#### [TEXT EXTRACT]
German Church and Sicilian mayor plead for plan to reduce migrant deaths


A mural depicting a migrant child wearing a lifejacket and holding a pink flare, is seen along a canal in Venice, last month

A mural depicting a migrant child wearing a lifejacket and holding a pink flare, is seen along a canal in Venice, last month

THE Evangelical Church in Germany and the Mayor of Palermo, in Sicily, have issued a joint letter demanding that refugees who arrive on European shores by boat be fairly distributed across the Continent.

The declaration urges EU member countries to come together this summer and create a “European emergency solution”, under which migrants would be rescued from the Mediterranean and spread evenly across the EU.

Currently, countries such as Sicily and other Italian islands which are the nearest landfall for refugees crossing from North Africa must absorb and support the thousands of migrants who arrive each month.

Although the number of migrants making the dangerous sea crossing has fallen since the height of the crisis three years ago, more than 500 people have died so far in 2019, according to the UN’s International Organization for Migration.

Last month alone, 65 migrants died after their boat capsized in the Mediterranean off the coast of Tunisia.

In 2018, about six migrants died attempting to cross the sea to Europe every day, a UN report found.

Location annotation dataset excerpts:
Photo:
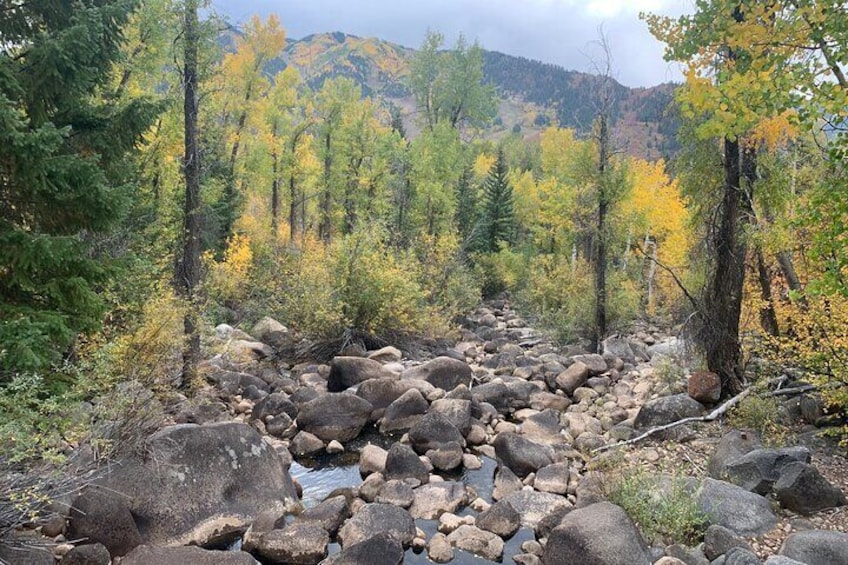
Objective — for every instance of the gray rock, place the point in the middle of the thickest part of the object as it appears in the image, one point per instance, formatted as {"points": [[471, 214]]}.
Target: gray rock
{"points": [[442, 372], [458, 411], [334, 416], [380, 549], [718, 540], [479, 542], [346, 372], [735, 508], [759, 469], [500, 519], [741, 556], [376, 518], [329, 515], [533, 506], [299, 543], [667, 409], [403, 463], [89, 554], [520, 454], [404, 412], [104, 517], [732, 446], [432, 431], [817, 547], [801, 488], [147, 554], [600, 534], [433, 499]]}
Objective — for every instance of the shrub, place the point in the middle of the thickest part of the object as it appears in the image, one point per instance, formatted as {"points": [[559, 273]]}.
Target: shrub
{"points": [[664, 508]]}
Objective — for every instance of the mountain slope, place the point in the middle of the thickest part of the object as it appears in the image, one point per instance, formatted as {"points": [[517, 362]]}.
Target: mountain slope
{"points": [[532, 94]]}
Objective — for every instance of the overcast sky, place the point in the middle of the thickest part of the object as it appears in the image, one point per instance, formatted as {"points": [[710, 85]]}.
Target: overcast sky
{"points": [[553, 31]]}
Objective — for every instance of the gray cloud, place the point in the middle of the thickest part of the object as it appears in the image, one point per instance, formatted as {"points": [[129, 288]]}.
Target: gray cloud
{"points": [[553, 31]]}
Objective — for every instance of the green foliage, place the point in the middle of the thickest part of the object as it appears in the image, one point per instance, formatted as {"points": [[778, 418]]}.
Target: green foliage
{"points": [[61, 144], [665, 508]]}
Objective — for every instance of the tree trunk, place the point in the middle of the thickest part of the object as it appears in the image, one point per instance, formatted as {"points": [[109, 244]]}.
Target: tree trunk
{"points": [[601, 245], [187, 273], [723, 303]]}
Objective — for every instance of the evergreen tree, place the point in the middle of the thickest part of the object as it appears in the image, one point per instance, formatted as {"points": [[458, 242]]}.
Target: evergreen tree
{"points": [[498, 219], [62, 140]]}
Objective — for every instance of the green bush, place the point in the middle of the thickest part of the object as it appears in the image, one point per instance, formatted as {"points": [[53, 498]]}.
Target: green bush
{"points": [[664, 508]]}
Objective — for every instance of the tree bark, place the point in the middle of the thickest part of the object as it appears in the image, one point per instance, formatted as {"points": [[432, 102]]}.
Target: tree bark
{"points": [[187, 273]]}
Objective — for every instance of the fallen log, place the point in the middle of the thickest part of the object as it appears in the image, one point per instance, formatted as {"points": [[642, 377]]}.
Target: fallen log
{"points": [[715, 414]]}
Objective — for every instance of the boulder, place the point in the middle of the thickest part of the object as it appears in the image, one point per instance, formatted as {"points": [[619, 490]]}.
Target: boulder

#### [WHAT YOU ARE ASKED TO DO]
Answer these questions from the article on migrant deaths:
(a) Who issued the joint letter?
(b) How many migrants died last month when their boat capsized off the coast of Tunisia?
(c) According to a UN report, about how many migrants died each day in 2018 while trying to cross the sea to Europe?

#### [FULL RESPONSE]
(a) The Evangelical Church in Germany and the Mayor of Palermo
(b) 65
(c) About six